## Extrait du texte
• • • • • • •
Chap. 11. C’est ce qu’on doit moins attribuer à la faiblesse de la population, qu’au défaut de richesses. Manquant de subsistances, on conduisit une armée moins considérable, telle que la guerre elle-même pourrait la nourrir en pays ennemi. Et dès qu’arrivé dans les campagnes de Troie, on eut gagné une bataille (fait incontestable, puisque autrement on n’aurait pu fortifier le camp), on ne déploya certainement pas toutes ses forces : par disette de vivres, on se mit à cultiver la Chersonèse et à exercer la piraterie. À la faveur de cette dispersion, pendant les dix années, les Troyens résistèrent, égaux en forces, à celles qu’opposaient successivement les ennemis. S’ils fussent venus avec d’abondantes munitions ; si, tous réunis, ils eussent constamment et sans interruption continué la guerre, sans se distraire par le brigandage et l’agriculture, supérieurs dans les combats, ils eussent pris aisément la place, puisque même, sans être réunis, ils luttèrent avec la portion de troupes appelée à combattre. Continuellement occupés du siége, ils eussent pris Troie en moins de temps et avec moins de peine. Faute de richesses, les entreprises antérieures furent donc faibles, et celle de Troie même, quoique plus célèbre que les précédentes, fut évidemment, à en juger par les effets, inférieure aux récits accrédités aujourd’hui sur la foi des poètes.
• • • • • • •
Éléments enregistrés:
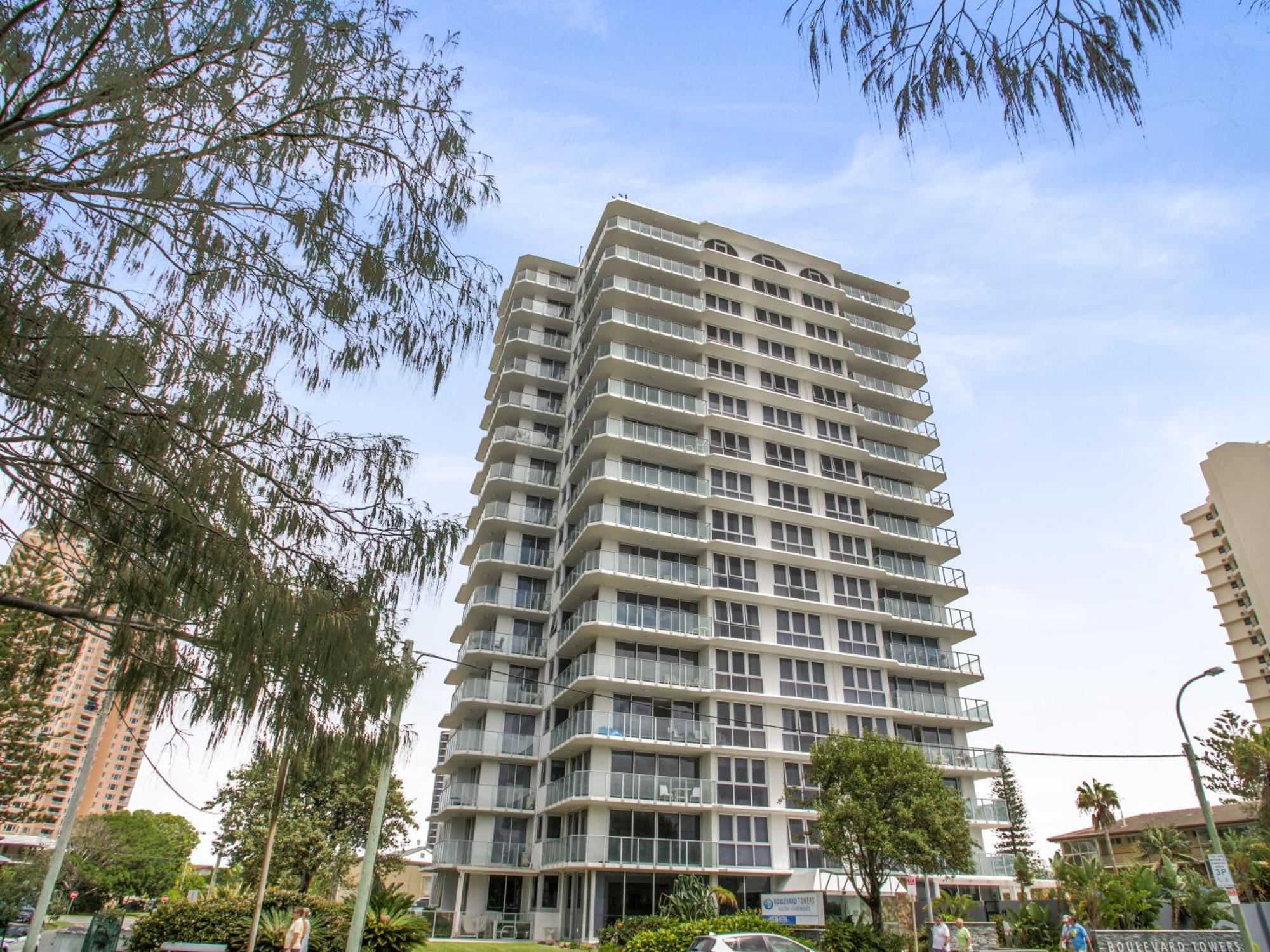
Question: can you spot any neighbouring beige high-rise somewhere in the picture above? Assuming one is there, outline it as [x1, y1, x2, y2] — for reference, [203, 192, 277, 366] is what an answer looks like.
[1182, 443, 1270, 727]
[0, 532, 152, 840]
[429, 201, 1013, 939]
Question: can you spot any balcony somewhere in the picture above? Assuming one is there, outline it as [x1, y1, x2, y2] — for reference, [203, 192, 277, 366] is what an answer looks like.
[551, 652, 714, 697]
[560, 548, 712, 600]
[886, 641, 983, 678]
[437, 782, 533, 814]
[878, 598, 974, 632]
[551, 600, 714, 649]
[542, 834, 718, 869]
[892, 691, 992, 724]
[547, 711, 714, 750]
[432, 839, 530, 869]
[446, 727, 537, 762]
[546, 770, 715, 809]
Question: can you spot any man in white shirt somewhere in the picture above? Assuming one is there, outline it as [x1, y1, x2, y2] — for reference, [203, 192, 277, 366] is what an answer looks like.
[931, 915, 952, 952]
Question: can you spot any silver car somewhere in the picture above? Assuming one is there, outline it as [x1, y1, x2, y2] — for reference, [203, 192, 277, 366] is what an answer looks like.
[688, 932, 814, 952]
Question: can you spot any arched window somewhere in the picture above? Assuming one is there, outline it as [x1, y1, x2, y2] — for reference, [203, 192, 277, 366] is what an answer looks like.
[706, 239, 740, 258]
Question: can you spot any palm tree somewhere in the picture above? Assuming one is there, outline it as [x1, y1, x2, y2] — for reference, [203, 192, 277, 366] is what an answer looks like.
[1076, 778, 1120, 869]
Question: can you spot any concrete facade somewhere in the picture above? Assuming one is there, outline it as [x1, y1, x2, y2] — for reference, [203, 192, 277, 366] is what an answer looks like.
[429, 201, 1013, 939]
[1182, 443, 1270, 727]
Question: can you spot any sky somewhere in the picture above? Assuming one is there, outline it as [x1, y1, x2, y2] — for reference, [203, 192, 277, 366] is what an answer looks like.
[132, 0, 1270, 861]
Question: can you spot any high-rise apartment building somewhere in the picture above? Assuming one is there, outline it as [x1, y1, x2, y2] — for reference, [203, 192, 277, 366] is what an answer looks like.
[1182, 443, 1270, 727]
[431, 201, 1013, 939]
[0, 531, 152, 839]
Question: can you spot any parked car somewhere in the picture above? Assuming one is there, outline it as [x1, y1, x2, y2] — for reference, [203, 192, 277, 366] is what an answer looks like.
[690, 932, 813, 952]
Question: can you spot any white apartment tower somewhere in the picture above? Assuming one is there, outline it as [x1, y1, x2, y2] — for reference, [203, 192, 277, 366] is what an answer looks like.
[1182, 443, 1270, 727]
[429, 201, 1013, 939]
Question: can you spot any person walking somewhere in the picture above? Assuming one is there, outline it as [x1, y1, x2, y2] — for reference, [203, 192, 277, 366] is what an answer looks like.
[931, 915, 952, 952]
[282, 906, 309, 952]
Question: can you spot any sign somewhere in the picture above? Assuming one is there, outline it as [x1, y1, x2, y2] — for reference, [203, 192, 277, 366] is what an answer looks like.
[1090, 929, 1243, 952]
[759, 892, 824, 925]
[1208, 853, 1234, 890]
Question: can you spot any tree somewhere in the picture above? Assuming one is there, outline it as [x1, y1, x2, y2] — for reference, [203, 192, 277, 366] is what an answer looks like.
[207, 746, 414, 896]
[0, 0, 497, 751]
[785, 0, 1270, 143]
[812, 734, 972, 933]
[0, 548, 81, 823]
[1076, 779, 1120, 867]
[992, 746, 1040, 894]
[62, 810, 198, 909]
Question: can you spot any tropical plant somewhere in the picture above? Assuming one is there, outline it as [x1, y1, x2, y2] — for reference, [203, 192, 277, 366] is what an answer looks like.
[1076, 778, 1120, 867]
[810, 732, 973, 932]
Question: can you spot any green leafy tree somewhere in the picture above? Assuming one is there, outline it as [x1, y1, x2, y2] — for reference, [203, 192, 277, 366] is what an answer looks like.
[0, 0, 497, 737]
[207, 746, 414, 896]
[992, 746, 1040, 891]
[785, 0, 1270, 142]
[1076, 778, 1120, 867]
[812, 734, 972, 932]
[0, 547, 83, 823]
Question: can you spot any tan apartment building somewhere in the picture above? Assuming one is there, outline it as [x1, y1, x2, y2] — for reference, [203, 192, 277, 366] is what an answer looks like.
[0, 531, 152, 839]
[1049, 803, 1257, 867]
[1182, 443, 1270, 727]
[428, 201, 1013, 941]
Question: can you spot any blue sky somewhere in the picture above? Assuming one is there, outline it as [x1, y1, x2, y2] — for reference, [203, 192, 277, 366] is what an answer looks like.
[126, 0, 1270, 856]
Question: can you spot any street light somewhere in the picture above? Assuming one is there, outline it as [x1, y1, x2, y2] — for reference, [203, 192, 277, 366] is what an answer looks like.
[1173, 666, 1256, 952]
• • • • • • •
## Consigne
Répondez brièvement à ces questions sur l'extrait sur la guerre de Troie :
1. Quelles deux activités l'armée entreprit-elle par disette de vivres ?
2. Pendant combien d'années les Troyens résistèrent-ils ?
3. Quel fait prouve, selon l'extrait, qu'une bataille fut gagnée à l'arrivée dans les campagnes de Troie ?
Appuyez-vous uniquement sur l'extrait sur la guerre de Troie.

## Réponse correcte
1. Cultiver la Chersonèse et exercer la piraterie.
2. Pendant dix années.
3. Le camp put être fortifié, ce qui aurait été impossible autrement.